Natural-language object grounding data
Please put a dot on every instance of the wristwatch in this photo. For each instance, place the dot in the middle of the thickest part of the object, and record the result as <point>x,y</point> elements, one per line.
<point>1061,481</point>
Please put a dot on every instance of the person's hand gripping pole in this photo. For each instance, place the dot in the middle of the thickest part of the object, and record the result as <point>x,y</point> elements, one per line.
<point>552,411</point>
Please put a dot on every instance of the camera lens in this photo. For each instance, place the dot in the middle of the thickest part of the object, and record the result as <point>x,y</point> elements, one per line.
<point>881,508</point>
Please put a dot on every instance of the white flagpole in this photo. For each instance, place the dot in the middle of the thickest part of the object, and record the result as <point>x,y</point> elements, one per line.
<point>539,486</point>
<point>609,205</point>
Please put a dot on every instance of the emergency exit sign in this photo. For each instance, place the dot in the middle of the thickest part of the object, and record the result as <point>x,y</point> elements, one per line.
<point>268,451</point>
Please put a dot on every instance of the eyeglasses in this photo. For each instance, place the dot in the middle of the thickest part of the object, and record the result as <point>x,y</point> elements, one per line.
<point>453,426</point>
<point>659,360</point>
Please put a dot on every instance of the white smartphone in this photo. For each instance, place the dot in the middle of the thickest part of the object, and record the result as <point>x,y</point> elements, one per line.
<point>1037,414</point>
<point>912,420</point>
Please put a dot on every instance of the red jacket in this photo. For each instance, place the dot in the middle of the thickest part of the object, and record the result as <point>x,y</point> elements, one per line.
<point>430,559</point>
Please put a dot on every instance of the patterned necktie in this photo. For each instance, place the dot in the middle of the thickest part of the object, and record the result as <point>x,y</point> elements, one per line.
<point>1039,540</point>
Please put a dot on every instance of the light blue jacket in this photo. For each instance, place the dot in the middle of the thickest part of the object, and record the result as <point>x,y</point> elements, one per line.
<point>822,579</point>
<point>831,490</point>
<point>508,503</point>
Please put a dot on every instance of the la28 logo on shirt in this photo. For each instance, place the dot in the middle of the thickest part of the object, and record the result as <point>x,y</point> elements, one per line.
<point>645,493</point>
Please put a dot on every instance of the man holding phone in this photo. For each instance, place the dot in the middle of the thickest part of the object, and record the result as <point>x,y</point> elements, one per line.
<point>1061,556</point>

■ **Exercise**
Produce an exact copy of every entry above.

■ **Solution for this task**
Please put a dot on every instance of the wristwatch in this photo. For each instance, place the dot in the middle of the thickest part of the object, and record the result as <point>x,y</point> elements, one per line.
<point>1061,481</point>
Please put a dot on every instance of the person's hand gripping pole in this photo. For each instance, place the dot in the middle of the thickest part of the object, and record the result as <point>x,y</point> elements, one per line.
<point>552,411</point>
Please put a dot on every instance of the camera lens in this photo. For each instance, place the dot in the middle of the thickest part of the object, and record the result as <point>x,y</point> elements, one per line.
<point>881,508</point>
Please put a dot on every instance of the white flagpole in this photo. For each instance, place the dot in the middle of the thickest part of the object, and record the result as <point>x,y</point> elements, one per line.
<point>539,486</point>
<point>609,205</point>
Please put a dot on every instance of the emergency exit sign in this photo. For each instance, place the dot in the middle of the thickest part of the object, and record the result as <point>x,y</point> elements, one per line.
<point>268,451</point>
Please put a dot on every instance of the eyeglasses in this photo. For each instance, place the dot in the middle of the thickest part of the object, and record the result as <point>x,y</point> elements, one per line.
<point>453,426</point>
<point>659,360</point>
Please put a dot on every instance of the white smartphone in this photo. For each instance, place the dot in the middle of the thickest part of the object, and record the result as <point>x,y</point> elements, one per line.
<point>1037,414</point>
<point>912,420</point>
Please put a dot on every instance of the red jacket in this photo. For each instance, place the dot in the middle of the thickest part of the object, and record the result as <point>x,y</point> elements, one per line.
<point>430,559</point>
Please put a dot on every instance of the patterned necktie in this photo. For each instance, place the dot in the middle of the thickest part of the object, and record the result as <point>x,y</point> elements, one per line.
<point>1039,540</point>
Please put a dot on every instance of the light blue jacket in this photo. For each instance, place the dot in the middle of the thickest part of the object, and record the result as <point>x,y</point> elements, one per line.
<point>822,579</point>
<point>831,490</point>
<point>508,503</point>
Please put a dot on every instance of the la28 logo on shirt in this photo. For each instance, place the dot in the middle of the thickest part of the object, and record the result as <point>x,y</point> elements, one per line.
<point>645,493</point>
Please put a dot on every instance of the man holding phone in this photo. For each instance, place the dot in the middle of the thickest part of the object, and record the result as <point>x,y</point> elements, one per line.
<point>1061,556</point>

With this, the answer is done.